TASK DETAILS: Write out exactly the lines of the entries below from the one holding "Target: smartphone" to the one holding "Target: black baseball cap", inclusive, and leave out all other lines.
-------- DATA FOR THIS TASK --------
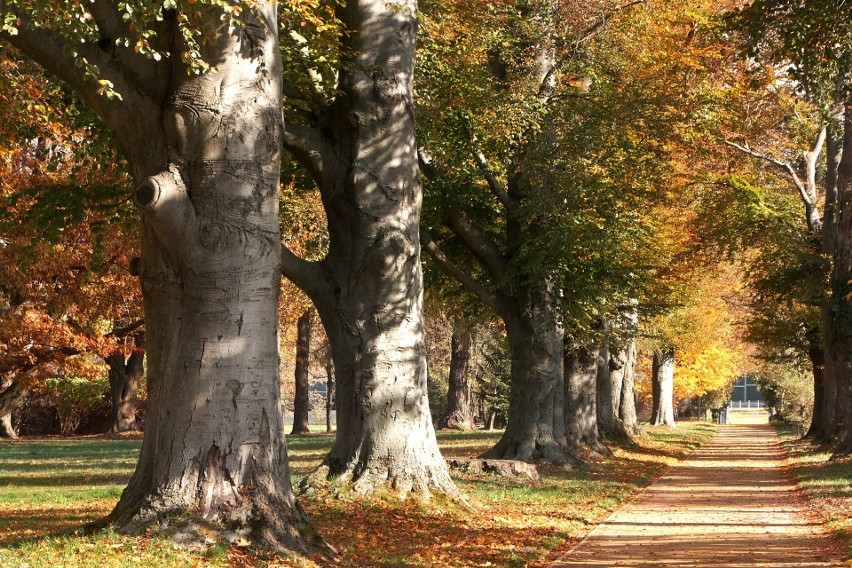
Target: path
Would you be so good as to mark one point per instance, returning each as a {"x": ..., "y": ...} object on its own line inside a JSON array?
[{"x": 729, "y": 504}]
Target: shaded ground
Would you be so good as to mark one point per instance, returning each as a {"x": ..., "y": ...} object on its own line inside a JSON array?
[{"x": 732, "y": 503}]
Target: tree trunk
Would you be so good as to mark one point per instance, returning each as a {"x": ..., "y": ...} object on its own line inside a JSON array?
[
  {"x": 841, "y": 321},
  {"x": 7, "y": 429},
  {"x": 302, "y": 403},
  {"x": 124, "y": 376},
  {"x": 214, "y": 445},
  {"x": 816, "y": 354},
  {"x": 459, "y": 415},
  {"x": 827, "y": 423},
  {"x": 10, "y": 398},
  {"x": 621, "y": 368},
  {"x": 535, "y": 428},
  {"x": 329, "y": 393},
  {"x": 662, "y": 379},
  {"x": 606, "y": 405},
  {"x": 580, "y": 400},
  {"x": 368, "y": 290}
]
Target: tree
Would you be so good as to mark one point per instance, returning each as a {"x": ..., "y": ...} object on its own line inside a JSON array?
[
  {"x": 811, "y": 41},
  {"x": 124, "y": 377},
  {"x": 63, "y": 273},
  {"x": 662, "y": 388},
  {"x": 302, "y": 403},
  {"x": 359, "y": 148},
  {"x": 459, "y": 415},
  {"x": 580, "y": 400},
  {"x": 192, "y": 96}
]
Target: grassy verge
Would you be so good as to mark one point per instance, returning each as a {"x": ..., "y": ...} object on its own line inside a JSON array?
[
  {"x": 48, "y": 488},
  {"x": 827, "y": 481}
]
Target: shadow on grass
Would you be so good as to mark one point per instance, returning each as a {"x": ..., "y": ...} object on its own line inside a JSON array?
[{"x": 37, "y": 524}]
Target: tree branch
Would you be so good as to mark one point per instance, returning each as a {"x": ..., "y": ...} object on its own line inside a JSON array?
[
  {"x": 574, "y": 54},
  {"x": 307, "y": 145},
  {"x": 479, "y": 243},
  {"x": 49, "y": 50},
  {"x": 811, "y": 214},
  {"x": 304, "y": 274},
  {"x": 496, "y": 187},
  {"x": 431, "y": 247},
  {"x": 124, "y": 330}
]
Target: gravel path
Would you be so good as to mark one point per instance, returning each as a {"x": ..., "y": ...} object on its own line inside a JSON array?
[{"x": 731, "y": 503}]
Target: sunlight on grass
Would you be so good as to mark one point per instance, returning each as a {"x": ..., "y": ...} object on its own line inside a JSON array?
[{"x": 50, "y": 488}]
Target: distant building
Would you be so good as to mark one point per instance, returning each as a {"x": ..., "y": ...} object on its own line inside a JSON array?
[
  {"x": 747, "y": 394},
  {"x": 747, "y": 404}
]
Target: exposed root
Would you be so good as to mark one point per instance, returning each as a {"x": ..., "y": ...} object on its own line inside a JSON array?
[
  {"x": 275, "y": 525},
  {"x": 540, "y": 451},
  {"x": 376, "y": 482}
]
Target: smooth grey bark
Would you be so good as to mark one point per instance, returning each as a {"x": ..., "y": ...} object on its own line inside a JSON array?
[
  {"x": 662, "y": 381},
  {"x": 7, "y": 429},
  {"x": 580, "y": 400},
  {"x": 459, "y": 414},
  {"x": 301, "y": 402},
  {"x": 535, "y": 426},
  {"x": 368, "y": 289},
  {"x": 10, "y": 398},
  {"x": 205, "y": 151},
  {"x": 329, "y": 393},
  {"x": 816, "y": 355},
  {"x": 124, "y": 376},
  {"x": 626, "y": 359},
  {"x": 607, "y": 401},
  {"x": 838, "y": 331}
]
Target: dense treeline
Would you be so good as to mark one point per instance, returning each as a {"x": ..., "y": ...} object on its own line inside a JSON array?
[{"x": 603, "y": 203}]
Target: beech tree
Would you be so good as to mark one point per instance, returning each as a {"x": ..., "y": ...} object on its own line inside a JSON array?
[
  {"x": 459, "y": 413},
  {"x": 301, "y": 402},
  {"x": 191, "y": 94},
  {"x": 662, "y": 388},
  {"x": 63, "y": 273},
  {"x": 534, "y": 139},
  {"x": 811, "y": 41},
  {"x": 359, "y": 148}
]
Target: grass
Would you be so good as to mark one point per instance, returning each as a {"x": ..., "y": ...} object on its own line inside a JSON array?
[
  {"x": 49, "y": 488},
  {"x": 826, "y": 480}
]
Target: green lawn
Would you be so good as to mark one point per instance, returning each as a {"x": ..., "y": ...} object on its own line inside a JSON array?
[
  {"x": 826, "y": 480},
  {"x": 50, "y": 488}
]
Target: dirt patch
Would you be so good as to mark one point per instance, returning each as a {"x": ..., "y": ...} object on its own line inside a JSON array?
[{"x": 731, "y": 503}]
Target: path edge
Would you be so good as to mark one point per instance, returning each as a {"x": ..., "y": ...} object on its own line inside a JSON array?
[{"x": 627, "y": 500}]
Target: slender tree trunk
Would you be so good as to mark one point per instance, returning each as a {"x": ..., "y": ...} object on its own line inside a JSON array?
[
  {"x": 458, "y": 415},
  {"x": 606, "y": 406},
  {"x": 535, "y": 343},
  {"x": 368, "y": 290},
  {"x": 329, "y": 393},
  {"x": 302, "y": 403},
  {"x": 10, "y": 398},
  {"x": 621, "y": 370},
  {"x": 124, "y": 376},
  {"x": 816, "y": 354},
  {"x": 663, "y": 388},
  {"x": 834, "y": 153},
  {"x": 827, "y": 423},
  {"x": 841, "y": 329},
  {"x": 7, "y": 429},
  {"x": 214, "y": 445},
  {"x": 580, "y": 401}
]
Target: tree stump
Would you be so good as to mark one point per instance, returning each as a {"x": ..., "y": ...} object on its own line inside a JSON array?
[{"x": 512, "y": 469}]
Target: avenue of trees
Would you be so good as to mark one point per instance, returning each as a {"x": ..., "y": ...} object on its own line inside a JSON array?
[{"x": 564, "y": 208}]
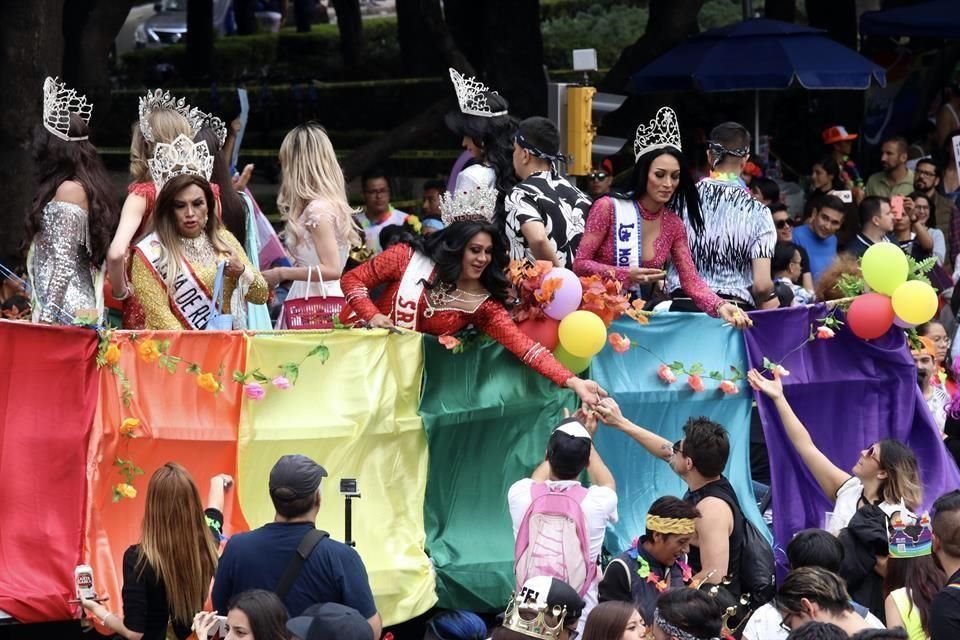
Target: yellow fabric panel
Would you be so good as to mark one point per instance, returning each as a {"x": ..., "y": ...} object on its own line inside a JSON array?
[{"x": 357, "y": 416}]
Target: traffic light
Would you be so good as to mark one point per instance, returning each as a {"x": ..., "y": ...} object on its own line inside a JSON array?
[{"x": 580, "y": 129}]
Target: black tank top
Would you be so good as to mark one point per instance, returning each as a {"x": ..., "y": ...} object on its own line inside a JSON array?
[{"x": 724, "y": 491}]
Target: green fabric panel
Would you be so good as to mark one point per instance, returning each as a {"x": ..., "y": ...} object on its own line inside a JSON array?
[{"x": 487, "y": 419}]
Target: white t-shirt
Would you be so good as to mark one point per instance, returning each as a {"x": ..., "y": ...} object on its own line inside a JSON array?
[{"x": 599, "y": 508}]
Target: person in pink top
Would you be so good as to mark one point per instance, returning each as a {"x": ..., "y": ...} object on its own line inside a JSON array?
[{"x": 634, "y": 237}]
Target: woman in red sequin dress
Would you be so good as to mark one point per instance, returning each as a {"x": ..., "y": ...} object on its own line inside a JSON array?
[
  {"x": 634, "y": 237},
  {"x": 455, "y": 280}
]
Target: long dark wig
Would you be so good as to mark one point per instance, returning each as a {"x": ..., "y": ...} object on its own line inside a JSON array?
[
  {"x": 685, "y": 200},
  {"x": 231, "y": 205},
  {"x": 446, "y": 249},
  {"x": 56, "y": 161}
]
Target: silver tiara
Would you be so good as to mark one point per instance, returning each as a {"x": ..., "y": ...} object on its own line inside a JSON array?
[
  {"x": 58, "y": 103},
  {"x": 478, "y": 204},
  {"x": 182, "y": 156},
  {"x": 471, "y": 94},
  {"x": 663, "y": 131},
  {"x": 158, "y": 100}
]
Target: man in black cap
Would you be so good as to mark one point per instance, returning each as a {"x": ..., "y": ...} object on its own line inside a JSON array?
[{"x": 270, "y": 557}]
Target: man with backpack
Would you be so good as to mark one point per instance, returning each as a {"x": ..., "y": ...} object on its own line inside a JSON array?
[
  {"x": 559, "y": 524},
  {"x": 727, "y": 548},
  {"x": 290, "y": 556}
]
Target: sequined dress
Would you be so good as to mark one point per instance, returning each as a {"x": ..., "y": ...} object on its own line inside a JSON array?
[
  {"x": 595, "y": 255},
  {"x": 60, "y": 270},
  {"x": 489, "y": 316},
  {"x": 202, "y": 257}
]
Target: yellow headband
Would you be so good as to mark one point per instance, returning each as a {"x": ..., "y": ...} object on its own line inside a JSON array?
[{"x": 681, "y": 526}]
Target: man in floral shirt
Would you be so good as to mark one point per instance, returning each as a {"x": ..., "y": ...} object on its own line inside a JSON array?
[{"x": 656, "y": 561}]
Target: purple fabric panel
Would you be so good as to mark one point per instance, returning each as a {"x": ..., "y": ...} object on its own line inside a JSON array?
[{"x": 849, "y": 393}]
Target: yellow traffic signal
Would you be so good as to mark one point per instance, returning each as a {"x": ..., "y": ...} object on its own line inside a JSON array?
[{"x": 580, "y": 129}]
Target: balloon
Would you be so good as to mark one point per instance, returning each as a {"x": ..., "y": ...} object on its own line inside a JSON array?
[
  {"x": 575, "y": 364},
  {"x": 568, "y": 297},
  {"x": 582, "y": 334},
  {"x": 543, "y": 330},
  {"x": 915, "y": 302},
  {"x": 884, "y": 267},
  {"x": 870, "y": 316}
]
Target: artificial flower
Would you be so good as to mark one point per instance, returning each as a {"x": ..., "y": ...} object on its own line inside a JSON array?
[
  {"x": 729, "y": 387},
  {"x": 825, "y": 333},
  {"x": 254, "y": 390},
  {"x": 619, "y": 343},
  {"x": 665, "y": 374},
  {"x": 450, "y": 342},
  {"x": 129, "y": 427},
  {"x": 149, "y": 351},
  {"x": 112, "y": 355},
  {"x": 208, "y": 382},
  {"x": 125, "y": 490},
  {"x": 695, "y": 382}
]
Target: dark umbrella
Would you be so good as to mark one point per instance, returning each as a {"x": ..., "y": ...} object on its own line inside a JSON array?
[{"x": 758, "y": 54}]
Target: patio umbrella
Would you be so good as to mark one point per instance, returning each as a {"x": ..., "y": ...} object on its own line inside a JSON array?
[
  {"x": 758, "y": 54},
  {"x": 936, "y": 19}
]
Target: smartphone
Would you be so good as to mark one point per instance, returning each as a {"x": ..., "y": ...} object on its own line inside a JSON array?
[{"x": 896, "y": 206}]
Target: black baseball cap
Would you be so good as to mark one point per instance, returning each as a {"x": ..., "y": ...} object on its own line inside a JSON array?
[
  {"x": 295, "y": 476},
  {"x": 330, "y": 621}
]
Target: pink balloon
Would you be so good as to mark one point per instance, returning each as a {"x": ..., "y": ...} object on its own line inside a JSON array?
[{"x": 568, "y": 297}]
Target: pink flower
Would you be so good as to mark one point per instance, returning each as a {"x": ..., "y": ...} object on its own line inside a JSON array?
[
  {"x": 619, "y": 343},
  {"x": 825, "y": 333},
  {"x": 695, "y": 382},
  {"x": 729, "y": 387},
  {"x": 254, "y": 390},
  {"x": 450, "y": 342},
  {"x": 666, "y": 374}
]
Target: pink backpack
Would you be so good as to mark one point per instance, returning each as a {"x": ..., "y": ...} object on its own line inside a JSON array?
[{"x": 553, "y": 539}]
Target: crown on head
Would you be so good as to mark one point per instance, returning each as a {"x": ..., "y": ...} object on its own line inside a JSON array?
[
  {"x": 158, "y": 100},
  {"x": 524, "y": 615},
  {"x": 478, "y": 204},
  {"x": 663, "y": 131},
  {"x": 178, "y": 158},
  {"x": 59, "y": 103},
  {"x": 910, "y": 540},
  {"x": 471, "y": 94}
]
--------
TASK ANSWER:
Target: smartphone
Would you be so good as to mark one point per instance, returning each as a {"x": ..., "y": ...} object on its own line inside a JSON array?
[{"x": 896, "y": 206}]
Target: black baseball cap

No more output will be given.